» **Text shown**
★ ★ ★
# 5/8" drive sockets



## deadmoose (Oct 30, 2011)

Are they worth anything?

I picked up a dirty coffee can of sockets. Mostly 1/2 drive. But one is 5/8 drive. 1 1/4 6 point. Nothing but the size on it. No other markings.

Do I try to find it a new home or toss it in the scrap bucket?


----------



## haybaler101 (Nov 30, 2008)

Never heard of a 5/8" drive. Looks like a well used 1/2" with the square beat out.


----------



## NewBerlinBaler (May 30, 2011)

How do you know for sure it's a 5/8" drive socket? Do you have a 5/8" drive ratchet handle that fits it? LOL.

Gary


----------



## carcajou (Jan 28, 2011)

used to be common before ww2 unless it is in really good shape they are not worth much


----------



## slowzuki (Mar 8, 2011)

There are collectors on Garage Journal forum that may bite.
★ ★ ★
» **Data shown**
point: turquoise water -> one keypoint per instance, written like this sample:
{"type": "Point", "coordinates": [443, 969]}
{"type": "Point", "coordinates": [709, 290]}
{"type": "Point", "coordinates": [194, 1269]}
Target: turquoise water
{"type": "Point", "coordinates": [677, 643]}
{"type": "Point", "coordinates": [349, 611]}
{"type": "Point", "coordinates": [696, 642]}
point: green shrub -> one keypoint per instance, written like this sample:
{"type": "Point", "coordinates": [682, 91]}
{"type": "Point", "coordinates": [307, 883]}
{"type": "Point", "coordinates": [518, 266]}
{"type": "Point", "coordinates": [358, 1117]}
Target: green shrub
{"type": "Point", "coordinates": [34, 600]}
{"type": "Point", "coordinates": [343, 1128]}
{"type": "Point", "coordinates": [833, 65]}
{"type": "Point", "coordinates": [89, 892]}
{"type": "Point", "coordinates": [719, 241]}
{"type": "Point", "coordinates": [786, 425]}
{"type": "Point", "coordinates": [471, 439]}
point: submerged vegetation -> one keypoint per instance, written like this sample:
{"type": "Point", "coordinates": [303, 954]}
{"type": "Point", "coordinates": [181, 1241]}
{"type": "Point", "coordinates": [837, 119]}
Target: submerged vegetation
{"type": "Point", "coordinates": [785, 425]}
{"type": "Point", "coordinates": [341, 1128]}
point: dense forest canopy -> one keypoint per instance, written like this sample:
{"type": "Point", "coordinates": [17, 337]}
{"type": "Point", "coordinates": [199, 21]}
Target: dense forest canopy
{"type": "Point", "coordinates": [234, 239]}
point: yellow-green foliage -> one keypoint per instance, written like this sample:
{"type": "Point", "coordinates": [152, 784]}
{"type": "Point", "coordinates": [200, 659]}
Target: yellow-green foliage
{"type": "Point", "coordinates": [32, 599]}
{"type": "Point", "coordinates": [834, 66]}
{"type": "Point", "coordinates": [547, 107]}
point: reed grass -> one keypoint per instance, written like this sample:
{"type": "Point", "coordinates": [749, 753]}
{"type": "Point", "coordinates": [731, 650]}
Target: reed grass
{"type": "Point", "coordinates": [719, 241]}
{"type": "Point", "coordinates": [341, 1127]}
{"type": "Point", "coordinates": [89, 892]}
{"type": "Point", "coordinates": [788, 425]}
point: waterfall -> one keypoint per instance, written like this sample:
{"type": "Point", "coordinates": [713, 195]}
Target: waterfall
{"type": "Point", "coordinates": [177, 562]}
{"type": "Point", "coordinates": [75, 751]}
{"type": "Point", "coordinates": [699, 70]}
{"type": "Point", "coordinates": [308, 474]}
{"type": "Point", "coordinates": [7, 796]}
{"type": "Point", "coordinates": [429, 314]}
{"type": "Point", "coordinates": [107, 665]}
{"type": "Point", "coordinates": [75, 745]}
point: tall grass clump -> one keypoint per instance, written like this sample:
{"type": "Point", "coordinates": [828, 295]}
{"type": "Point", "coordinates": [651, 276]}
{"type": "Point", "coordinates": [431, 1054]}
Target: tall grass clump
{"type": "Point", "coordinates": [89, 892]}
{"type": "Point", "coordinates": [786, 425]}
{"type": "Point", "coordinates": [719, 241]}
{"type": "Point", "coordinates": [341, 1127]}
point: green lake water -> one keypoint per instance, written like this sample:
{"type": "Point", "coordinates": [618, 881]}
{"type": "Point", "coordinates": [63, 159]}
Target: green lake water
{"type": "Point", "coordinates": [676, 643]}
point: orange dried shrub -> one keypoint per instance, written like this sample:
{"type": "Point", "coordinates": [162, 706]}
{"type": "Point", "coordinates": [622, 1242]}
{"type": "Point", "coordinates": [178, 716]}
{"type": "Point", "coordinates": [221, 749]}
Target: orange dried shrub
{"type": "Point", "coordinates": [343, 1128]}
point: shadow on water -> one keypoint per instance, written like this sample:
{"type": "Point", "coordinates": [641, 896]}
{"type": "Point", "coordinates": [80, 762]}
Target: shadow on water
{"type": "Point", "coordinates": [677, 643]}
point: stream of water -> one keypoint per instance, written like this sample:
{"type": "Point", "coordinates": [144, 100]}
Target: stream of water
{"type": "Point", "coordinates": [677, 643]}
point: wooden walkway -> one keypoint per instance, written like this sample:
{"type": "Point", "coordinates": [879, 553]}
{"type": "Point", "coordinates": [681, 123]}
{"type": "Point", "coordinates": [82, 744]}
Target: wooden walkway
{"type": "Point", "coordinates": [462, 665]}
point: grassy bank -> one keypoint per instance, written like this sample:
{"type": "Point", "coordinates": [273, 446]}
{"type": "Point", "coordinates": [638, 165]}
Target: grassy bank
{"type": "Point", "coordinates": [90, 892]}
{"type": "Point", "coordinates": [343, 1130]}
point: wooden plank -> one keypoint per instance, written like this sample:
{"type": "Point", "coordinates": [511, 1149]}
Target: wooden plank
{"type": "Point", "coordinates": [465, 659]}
★ ★ ★
» **Instructions**
1) In the forum thread on 5/8-inch drive sockets, when does carcajou say such sockets used to be common?
2) Reproduce the forum thread on 5/8-inch drive sockets word for word, starting at "I picked up" and ending at "the scrap bucket?".

» **Answers to the problems**
1) Before WW2.

2)
I picked up a dirty coffee can of sockets. Mostly 1/2 drive. But one is 5/8 drive. 1 1/4 6 point. Nothing but the size on it. No other markings.

Do I try to find it a new home or toss it in the scrap bucket?